# [TASK OBJECTIVE]
Which lines in the rows below contain the string "building"? Copy out each of those lines, treating uppercase and lowercase as different.

-- -- --

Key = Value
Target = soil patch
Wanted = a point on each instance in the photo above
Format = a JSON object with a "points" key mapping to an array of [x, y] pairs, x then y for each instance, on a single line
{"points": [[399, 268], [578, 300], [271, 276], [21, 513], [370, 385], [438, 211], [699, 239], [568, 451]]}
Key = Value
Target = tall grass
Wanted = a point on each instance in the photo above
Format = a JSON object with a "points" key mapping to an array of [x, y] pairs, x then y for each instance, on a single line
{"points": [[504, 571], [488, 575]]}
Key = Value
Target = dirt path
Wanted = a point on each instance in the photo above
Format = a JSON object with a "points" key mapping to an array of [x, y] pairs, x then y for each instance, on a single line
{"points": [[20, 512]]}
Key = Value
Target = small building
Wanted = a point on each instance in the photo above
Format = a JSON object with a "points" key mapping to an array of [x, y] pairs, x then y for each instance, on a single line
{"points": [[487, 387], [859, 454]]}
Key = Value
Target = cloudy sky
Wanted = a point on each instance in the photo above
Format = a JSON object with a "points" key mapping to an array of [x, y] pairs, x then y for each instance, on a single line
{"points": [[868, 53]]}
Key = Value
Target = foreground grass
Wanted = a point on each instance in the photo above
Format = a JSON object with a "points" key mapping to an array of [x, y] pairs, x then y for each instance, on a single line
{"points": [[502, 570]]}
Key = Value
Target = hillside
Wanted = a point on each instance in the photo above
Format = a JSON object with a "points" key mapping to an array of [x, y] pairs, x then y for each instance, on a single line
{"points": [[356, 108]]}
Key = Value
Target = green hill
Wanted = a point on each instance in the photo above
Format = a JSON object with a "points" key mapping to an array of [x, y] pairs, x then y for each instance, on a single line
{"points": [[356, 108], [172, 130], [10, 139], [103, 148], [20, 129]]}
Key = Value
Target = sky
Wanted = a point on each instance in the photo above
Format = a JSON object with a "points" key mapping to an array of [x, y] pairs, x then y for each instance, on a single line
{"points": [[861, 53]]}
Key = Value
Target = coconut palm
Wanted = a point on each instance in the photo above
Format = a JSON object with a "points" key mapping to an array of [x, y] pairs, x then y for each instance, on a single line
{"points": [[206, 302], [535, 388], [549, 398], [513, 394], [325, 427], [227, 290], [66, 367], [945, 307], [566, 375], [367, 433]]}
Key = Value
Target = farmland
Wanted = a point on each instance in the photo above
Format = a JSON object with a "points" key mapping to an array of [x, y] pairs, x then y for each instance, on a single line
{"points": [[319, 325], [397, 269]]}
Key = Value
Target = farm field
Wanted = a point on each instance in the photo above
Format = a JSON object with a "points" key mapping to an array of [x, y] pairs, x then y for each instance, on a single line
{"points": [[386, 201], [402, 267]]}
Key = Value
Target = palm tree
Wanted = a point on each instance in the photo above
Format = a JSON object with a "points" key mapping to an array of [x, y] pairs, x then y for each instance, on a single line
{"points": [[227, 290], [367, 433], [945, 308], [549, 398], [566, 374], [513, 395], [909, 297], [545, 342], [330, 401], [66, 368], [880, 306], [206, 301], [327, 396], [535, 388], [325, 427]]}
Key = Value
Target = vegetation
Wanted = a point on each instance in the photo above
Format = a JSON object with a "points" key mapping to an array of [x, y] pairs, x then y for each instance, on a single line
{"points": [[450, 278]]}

-- -- --

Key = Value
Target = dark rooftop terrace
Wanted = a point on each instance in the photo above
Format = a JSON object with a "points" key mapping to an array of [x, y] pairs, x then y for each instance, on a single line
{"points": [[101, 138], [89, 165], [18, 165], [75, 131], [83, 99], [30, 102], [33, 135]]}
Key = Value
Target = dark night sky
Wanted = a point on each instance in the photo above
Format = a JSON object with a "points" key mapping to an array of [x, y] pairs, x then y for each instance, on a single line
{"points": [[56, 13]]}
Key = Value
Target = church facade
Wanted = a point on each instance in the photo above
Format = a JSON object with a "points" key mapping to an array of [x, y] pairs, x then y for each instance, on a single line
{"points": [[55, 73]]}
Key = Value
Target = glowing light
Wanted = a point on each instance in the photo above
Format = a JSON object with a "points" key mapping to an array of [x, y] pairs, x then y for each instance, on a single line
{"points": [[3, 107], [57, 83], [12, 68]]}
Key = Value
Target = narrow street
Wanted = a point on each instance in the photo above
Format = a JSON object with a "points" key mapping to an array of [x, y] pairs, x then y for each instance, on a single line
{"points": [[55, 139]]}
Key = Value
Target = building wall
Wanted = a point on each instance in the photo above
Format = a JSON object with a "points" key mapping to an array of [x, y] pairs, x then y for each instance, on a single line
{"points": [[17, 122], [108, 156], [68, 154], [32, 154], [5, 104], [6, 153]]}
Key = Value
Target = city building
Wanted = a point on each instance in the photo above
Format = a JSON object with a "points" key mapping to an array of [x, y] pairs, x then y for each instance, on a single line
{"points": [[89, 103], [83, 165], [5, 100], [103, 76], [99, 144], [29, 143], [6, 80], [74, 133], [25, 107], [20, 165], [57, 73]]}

-- -- --

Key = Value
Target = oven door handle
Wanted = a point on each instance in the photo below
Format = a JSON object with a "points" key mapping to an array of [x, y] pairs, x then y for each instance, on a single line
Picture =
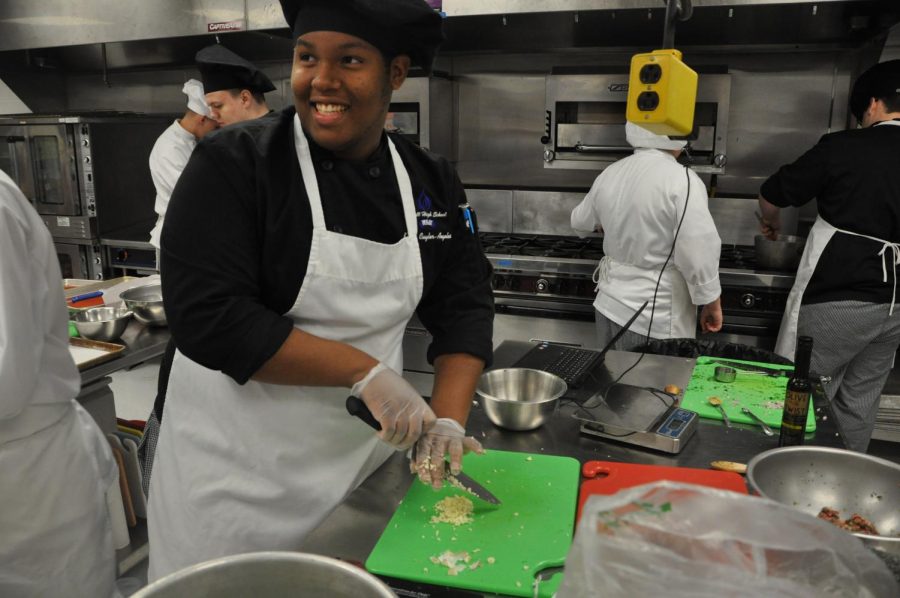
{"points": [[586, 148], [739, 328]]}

-- -- --

# [RESULT OF THE TASK]
Target = small building
Target = building wall
Target = city building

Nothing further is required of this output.